WORK TO BE COMPLETED: Would you transcribe the data word for word?

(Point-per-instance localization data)
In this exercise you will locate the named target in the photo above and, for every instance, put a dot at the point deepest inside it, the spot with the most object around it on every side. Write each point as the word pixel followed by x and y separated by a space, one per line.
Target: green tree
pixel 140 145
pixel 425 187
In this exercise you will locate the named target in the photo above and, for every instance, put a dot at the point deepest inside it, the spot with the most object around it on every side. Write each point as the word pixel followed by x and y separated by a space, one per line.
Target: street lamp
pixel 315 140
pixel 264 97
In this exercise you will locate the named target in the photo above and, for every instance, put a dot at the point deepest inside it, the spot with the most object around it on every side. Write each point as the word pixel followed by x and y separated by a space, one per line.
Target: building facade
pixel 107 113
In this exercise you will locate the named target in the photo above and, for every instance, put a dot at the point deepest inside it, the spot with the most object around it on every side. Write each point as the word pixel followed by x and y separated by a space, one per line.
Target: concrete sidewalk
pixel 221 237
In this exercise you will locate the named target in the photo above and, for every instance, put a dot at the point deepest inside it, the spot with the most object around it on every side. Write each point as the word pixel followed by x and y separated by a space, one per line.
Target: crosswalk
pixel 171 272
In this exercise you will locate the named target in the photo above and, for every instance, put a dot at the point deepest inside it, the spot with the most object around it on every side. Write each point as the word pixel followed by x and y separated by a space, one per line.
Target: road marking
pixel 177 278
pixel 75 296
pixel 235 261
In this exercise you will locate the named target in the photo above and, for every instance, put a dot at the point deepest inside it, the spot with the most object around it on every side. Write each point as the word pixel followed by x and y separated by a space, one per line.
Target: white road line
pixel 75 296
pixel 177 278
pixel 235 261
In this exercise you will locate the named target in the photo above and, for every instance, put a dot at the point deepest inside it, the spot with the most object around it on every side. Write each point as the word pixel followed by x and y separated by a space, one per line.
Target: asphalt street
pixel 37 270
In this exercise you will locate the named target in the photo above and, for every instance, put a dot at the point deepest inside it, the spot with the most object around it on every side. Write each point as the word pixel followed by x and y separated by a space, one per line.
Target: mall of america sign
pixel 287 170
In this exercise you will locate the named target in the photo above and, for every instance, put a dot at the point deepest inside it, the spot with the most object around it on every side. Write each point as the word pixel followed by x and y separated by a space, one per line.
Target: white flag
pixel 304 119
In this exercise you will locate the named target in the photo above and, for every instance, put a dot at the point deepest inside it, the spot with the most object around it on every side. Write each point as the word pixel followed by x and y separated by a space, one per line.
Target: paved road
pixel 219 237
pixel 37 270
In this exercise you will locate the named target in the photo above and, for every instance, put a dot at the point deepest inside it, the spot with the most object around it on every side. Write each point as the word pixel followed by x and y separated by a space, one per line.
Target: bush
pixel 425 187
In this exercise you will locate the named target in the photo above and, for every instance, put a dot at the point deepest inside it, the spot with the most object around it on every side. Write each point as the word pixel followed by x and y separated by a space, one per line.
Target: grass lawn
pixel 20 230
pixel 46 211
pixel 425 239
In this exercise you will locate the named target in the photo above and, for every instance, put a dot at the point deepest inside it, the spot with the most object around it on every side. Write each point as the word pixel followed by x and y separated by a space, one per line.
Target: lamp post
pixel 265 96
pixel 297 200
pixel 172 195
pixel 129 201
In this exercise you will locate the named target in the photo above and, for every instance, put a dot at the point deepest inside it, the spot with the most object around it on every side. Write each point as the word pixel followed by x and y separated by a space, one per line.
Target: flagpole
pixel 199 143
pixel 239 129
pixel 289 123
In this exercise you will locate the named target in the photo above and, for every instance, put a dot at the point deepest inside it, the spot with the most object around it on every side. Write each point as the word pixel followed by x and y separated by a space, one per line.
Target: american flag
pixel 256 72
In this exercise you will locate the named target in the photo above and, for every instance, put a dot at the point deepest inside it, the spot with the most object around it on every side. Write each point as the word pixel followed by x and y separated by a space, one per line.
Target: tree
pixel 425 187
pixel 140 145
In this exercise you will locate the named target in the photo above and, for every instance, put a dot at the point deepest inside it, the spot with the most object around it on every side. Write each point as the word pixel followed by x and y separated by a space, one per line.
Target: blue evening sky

YOUR SOLUTION:
In this exercise you will locate the named target in the photo above and, for every instance, put a dot at the point deepest inside it, the spot with the most object around it on every side. Write each point as the word pixel followed by x and y separated by a space, one per line.
Target: green tree
pixel 140 145
pixel 425 187
In this exercise you will locate the named target in the photo above and, for every instance, put a dot at the point deepest inside it, the spot with the most object around it on every side. Write each point as the word pixel followed by x and y separated by a space, one per line.
Target: street lamp
pixel 315 140
pixel 264 97
In this exercise you will locate the named target in the photo above and, for every instance, put a dot at the point deepest inside it, the spot with the most object around it on every side. Write each point as the word pixel followed by x and y separated by a space, one per line.
Target: building facade
pixel 107 113
In this exercise you will locate the named target in the photo above and, for every instance, put a dot at the point deepest inside it, the spot with the most object around it on every side. Write each point as the word pixel followed by x and y separated by a space, one per line.
Target: concrete sidewalk
pixel 221 237
In this exercise you will locate the named target in the photo above and, for every instance, put a dot at the point deepest inside it, the spot with the most object around it on every side. Write each point as the word pixel followed by x and y separated by a space, one per line.
Target: crosswalk
pixel 171 272
In this exercise you will locate the named target in the photo above and, for every instance, put a dot at the point deepest inside it, the spot with the most object around it on every side. Write each point as the word pixel followed by x and y separated by a space, one per line.
Target: road marking
pixel 177 278
pixel 75 296
pixel 235 261
In this exercise you will locate the named target in the photo above and, for every instance, put a dot at the point deepest inside it, the spot with the most object around it on every side. Write each point as the word pixel followed by x and y separated by a space, one per line.
Target: white road line
pixel 75 296
pixel 177 278
pixel 235 261
In this exercise you will locate the named target in the photo above and, for every instance, put a dot at the point deepest inside it, the spot with the most object around it on every side. Write each point as the word pixel followed by x and y separated by a space, one per line.
Target: asphalt street
pixel 37 270
In this exercise you will locate the named target in the photo above and, for every instance, put a dot at the point deepest inside it, the spot with the most object around it on every side. Write each point as the word pixel followed by x and y separated by a space, one per line.
Target: mall of america sign
pixel 287 170
In this exercise you will locate the named target in the photo above and, for every instance, put a dot at the point deepest inside it, the spot with the most object around it on every side. Write each point as the word pixel followed by x and y separated by a space, one per line.
Target: white flag
pixel 304 119
In this exercise you will locate the named target in the photo above and, for every instance, put a dot at the point deepest inside it, the spot with the most object around it on every side. Write each point as the word pixel followed by x and y separated by a space, one per line.
Target: paved road
pixel 219 237
pixel 37 270
In this exercise you will locate the named target in the photo above and, for every instance, put a dot at the point deepest inside it, the spot with the most object around it on every side. Write each point as the word pixel followed by x and y separated by a space, one per line.
Target: bush
pixel 425 187
In this exercise you will locate the named target in the photo above and, for every instance, put a dot at the point deepest inside it, the spot with the most object around it on every side. Write each point as the word pixel followed by x and y separated by a space, one per line.
Target: grass lawn
pixel 20 230
pixel 46 211
pixel 425 239
In this exercise you will locate the named target in the photo above and, for every instance, put a dot at the point deepest inside it, the spot with the most object around it on every side. Write each point as the word pixel followed by x and y separated by a space, one per line.
Target: lamp post
pixel 265 96
pixel 297 200
pixel 172 195
pixel 129 201
In this exercise you will locate the named target in the photo above and, for every instance, put a dot at the point deepest inside it, the spot with the most object around it on every side. Write each point as the word pixel followed by x and y separated by a space, one per line.
Target: flagpole
pixel 199 143
pixel 239 129
pixel 289 123
In this exercise you will locate the named target in the photo above and, for every instance, put a dot at the point deepest inside it, the spot with the most object around it on every side. Write each point as the word pixel followed by x and y separated by a space, one per line.
Target: american flag
pixel 256 72
In this exercise you will locate the named target in the photo above and, for every instance, put a dot at the point deepest inside it, the spot with the most object around it on every side. Write each point as the word pixel followed by x and y separated by a space, one per line.
Target: tree
pixel 425 187
pixel 140 145
In this exercise you will locate the named target in the photo above and, for every instance, put a dot at the point deepest inside it, the spot with the most object around it on every side. Write each point as the word pixel followed by x and y separated by a space, one per line.
Target: blue evening sky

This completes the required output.